▶ [Given problem]
Please return each of the entries below line by line, word for word, and leave the pictures out.

▶ [Items]
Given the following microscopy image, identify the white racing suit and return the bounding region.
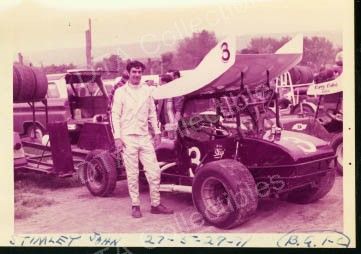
[111,83,160,206]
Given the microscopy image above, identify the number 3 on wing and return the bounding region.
[188,146,201,177]
[284,137,316,153]
[221,42,231,62]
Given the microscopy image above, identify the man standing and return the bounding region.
[112,61,173,218]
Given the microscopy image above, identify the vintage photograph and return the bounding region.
[3,0,355,248]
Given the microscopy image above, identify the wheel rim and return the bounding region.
[28,128,43,143]
[336,143,343,167]
[87,159,104,189]
[201,177,231,218]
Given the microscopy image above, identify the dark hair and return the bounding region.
[126,60,145,72]
[168,69,180,78]
[160,74,173,83]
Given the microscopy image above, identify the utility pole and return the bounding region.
[18,52,24,65]
[85,19,93,69]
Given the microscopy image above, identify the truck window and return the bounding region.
[47,82,60,98]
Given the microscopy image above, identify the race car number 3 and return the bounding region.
[284,137,316,153]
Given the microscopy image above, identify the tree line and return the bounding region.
[38,30,342,78]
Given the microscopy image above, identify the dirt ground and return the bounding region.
[15,173,343,233]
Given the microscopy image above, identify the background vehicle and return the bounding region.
[282,73,343,175]
[269,66,317,116]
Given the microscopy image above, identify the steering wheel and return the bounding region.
[326,109,343,122]
[198,121,231,138]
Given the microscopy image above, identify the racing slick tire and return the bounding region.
[192,159,258,229]
[286,169,336,204]
[83,149,117,197]
[330,132,343,175]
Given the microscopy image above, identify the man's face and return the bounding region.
[129,67,143,85]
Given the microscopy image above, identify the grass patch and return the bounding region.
[14,190,55,219]
[15,172,82,190]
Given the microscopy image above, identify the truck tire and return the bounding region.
[192,159,258,229]
[330,132,343,175]
[286,169,336,204]
[83,149,117,197]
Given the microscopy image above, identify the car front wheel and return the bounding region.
[192,159,258,229]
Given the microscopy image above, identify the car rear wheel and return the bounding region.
[83,150,117,197]
[330,133,343,175]
[192,159,258,229]
[286,169,336,204]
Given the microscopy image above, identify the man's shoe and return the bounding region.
[150,204,174,214]
[132,206,142,218]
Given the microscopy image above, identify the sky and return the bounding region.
[0,0,350,52]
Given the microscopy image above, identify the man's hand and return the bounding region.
[114,138,125,151]
[154,134,161,147]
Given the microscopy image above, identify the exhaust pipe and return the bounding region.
[159,184,192,193]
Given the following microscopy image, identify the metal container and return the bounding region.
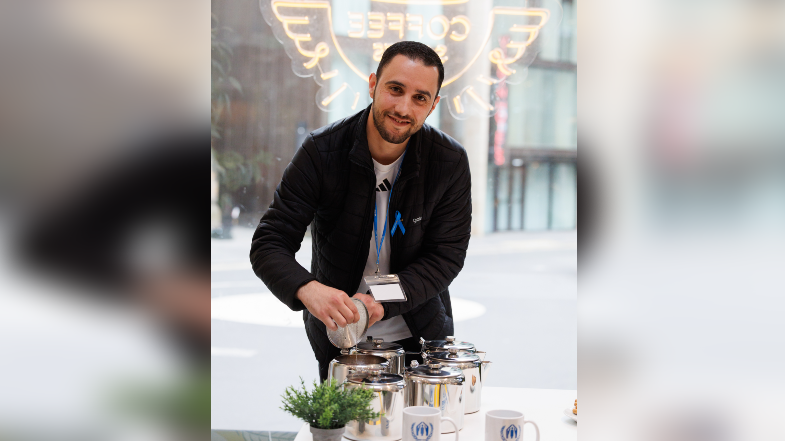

▶ [Exercise response]
Given the following microscopy image, identify the white racing suit and return the bounding region.
[111,83,160,206]
Given the microscopy image above, identify the number 3 on wing and return the bounding region.
[188,146,201,177]
[284,137,316,153]
[221,42,231,62]
Given the microscopy image above, identify the man standing and return the bounding region.
[112,61,173,218]
Given the microscopy image above, identify the vintage photograph and return the bounding region.
[3,0,355,248]
Given the microscopy image above, identify the wheel rim and return the bounding region.
[28,128,43,143]
[336,143,343,167]
[87,159,104,189]
[201,177,231,218]
Given the microscopy image above, identify the dark hair and return the bounding region.
[126,60,145,72]
[168,69,180,78]
[160,74,173,83]
Given the microscopy image above, identify the utility pole and return the bounding region.
[18,52,24,65]
[85,19,93,69]
Given the microscopy image above, identify the truck window and return the bounding region.
[47,82,60,98]
Given the microscopy image above, identify the race car number 3 and return the bounding region.
[284,137,316,153]
Given the microscopy image above, identify the tree line and return the bounding region.
[38,30,342,78]
Given the microscopy image above, identify the dirt ground and return the bounding region.
[15,173,343,233]
Given the microscopy image above, identify the background vehicle and return the bounding region.
[282,73,343,175]
[269,66,317,116]
Given the microscopy image above, identify the steering wheel and return the bounding region.
[326,109,343,122]
[198,121,231,138]
Given the microscopy image above, identify the racing slick tire and return the bounding region.
[192,159,258,229]
[286,169,336,204]
[83,149,117,197]
[330,132,343,175]
Given the microscopy image above, identify the man's face and return the bounding region.
[129,67,143,85]
Given the microscopy image above, identify the grass patch and return the bounding region.
[14,190,55,219]
[15,172,82,190]
Given the microscopy image above, identify the truck tire and return the bounding region.
[192,159,258,229]
[330,132,343,175]
[286,169,336,204]
[83,149,117,197]
Given the microscopy image above, identify the car front wheel and return the bounding region.
[192,159,258,229]
Given the microscopy image above, identify the car rear wheel and return the bounding region.
[83,150,117,197]
[330,133,343,175]
[192,159,258,229]
[286,169,336,204]
Given the microscopy image above, identify the man's shoe and return the bounding region.
[150,204,174,214]
[132,206,142,218]
Given the microscopy image above, identify the sky and return the bounding region.
[0,0,350,52]
Given the microscopy image above, identify the man's hand and return the bounding region.
[114,138,125,151]
[154,134,161,147]
Given the microscopy image above, identify the exhaust pipe and return the bounding region.
[159,184,192,193]
Given the following microscopy image, identify the metal container and return the bounding region.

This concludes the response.